▸ **Extracted information**:

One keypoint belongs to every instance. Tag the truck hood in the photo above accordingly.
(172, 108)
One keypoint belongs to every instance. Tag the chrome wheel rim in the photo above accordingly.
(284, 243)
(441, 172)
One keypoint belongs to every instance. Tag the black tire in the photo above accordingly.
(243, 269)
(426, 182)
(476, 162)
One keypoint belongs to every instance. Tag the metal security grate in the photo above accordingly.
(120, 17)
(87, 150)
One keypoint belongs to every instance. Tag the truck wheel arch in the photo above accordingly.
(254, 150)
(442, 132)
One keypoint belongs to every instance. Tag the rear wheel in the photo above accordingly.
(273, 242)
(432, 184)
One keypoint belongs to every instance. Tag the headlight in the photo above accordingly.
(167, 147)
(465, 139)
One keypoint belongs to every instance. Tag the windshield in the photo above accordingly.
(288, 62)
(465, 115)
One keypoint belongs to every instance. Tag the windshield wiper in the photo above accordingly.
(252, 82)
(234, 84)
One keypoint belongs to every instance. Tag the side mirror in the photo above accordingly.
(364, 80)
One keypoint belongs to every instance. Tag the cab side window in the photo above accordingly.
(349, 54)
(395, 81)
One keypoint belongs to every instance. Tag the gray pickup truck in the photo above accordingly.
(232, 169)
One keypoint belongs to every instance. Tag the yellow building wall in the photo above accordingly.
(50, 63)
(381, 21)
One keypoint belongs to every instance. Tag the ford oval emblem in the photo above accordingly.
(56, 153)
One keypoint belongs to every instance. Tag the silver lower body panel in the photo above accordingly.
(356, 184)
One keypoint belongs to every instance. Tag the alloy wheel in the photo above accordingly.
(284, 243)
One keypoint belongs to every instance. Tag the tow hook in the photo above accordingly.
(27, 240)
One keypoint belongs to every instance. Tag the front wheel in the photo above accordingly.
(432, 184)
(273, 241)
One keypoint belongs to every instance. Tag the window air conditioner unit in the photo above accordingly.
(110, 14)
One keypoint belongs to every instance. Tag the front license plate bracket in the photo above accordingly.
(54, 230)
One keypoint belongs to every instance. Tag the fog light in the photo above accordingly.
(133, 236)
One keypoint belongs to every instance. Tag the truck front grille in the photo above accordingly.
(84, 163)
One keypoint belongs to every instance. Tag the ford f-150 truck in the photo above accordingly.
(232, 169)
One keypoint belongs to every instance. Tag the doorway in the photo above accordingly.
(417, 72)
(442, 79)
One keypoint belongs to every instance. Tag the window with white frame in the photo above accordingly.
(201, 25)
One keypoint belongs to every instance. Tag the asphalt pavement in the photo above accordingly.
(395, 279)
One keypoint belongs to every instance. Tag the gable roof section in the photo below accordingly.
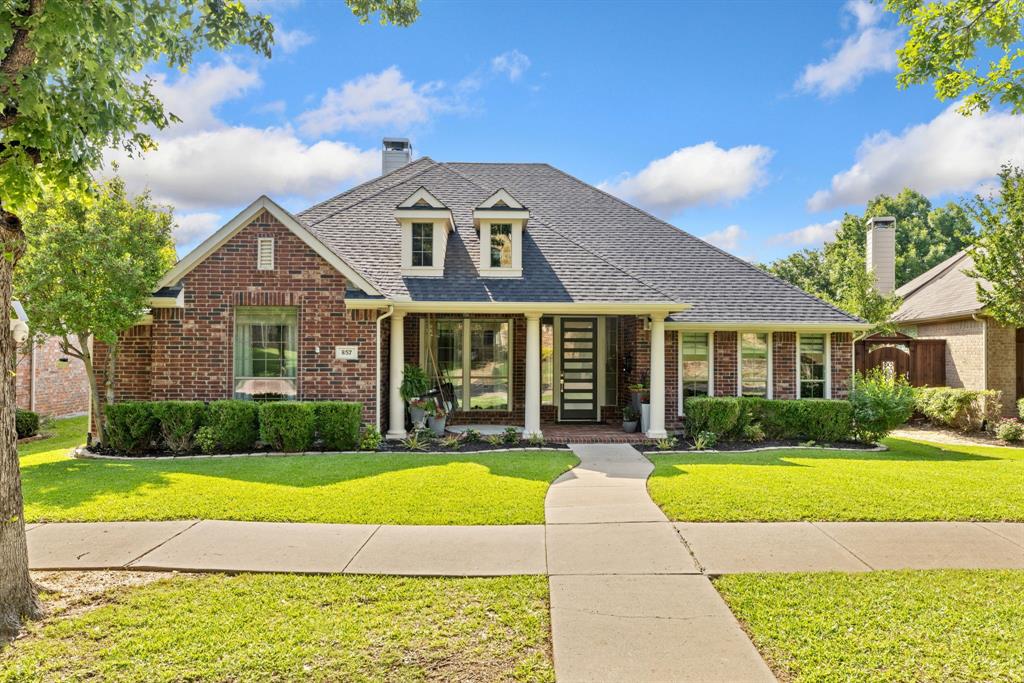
(235, 225)
(944, 291)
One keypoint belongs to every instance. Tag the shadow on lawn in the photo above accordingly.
(899, 451)
(68, 483)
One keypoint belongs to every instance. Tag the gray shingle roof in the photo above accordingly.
(581, 245)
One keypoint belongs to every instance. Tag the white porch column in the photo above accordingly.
(396, 423)
(531, 424)
(656, 427)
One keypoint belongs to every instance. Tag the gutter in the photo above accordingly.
(390, 310)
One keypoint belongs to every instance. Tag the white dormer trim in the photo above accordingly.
(243, 219)
(501, 209)
(423, 207)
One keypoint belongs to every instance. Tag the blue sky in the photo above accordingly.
(754, 124)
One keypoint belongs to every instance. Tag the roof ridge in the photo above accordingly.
(601, 257)
(678, 230)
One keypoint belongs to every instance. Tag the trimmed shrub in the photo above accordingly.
(881, 402)
(714, 414)
(179, 422)
(338, 424)
(288, 425)
(26, 423)
(131, 426)
(964, 410)
(1011, 430)
(231, 426)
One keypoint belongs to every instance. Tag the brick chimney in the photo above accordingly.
(882, 252)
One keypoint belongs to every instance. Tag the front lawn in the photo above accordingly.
(292, 628)
(885, 626)
(912, 481)
(384, 488)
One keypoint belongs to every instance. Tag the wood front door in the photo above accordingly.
(578, 359)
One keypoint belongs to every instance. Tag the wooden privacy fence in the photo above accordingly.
(923, 361)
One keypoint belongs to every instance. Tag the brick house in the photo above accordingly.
(529, 297)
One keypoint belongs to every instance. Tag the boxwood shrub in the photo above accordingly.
(231, 426)
(179, 423)
(338, 424)
(287, 425)
(131, 426)
(26, 423)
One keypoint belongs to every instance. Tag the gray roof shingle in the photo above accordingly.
(581, 245)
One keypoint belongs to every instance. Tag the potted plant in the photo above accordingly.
(436, 418)
(630, 418)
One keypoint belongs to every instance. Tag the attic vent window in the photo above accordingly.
(264, 254)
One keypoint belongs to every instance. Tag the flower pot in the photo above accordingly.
(437, 425)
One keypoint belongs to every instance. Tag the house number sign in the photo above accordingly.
(346, 352)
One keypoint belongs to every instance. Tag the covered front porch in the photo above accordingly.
(552, 373)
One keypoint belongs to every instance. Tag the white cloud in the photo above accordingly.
(728, 238)
(374, 101)
(700, 174)
(513, 63)
(949, 154)
(291, 41)
(190, 227)
(809, 236)
(207, 164)
(869, 49)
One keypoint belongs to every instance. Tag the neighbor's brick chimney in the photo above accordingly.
(882, 252)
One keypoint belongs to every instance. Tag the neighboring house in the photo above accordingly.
(532, 296)
(942, 304)
(46, 380)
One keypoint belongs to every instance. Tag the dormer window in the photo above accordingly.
(501, 220)
(425, 225)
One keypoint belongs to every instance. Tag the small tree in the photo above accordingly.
(998, 250)
(88, 272)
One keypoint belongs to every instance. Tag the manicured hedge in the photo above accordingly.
(814, 419)
(966, 410)
(26, 423)
(287, 425)
(338, 424)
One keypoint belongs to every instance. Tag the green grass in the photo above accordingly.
(911, 481)
(385, 488)
(291, 628)
(885, 626)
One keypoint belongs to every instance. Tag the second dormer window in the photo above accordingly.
(501, 245)
(423, 245)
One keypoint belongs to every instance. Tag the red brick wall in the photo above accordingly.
(60, 388)
(190, 349)
(783, 365)
(725, 364)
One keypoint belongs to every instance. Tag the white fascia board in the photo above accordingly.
(235, 225)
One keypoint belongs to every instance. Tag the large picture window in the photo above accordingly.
(696, 366)
(265, 352)
(812, 366)
(473, 356)
(754, 364)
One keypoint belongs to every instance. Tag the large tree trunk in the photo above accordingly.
(17, 595)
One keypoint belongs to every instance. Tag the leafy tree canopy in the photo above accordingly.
(942, 48)
(998, 252)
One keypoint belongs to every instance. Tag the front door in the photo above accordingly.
(578, 360)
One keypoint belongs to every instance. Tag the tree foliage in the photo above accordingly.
(998, 251)
(837, 272)
(942, 48)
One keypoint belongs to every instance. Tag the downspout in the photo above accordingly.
(390, 310)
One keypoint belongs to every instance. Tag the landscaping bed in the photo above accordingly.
(884, 626)
(286, 627)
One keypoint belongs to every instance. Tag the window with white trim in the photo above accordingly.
(812, 366)
(754, 364)
(264, 253)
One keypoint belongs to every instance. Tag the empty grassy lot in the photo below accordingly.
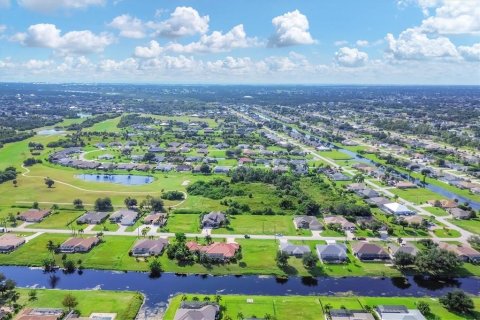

▸ **Brief**: Pick out each line of the records above that contains the word "lawn", matching case exactly, and copy those lines out.

▸ **The answer**:
One keypoint belongs to every instance. Tag the shadow on lawn in the photo above accordingly.
One keypoint belongs to every instance. Tag the front lawn in the photo above accordingly.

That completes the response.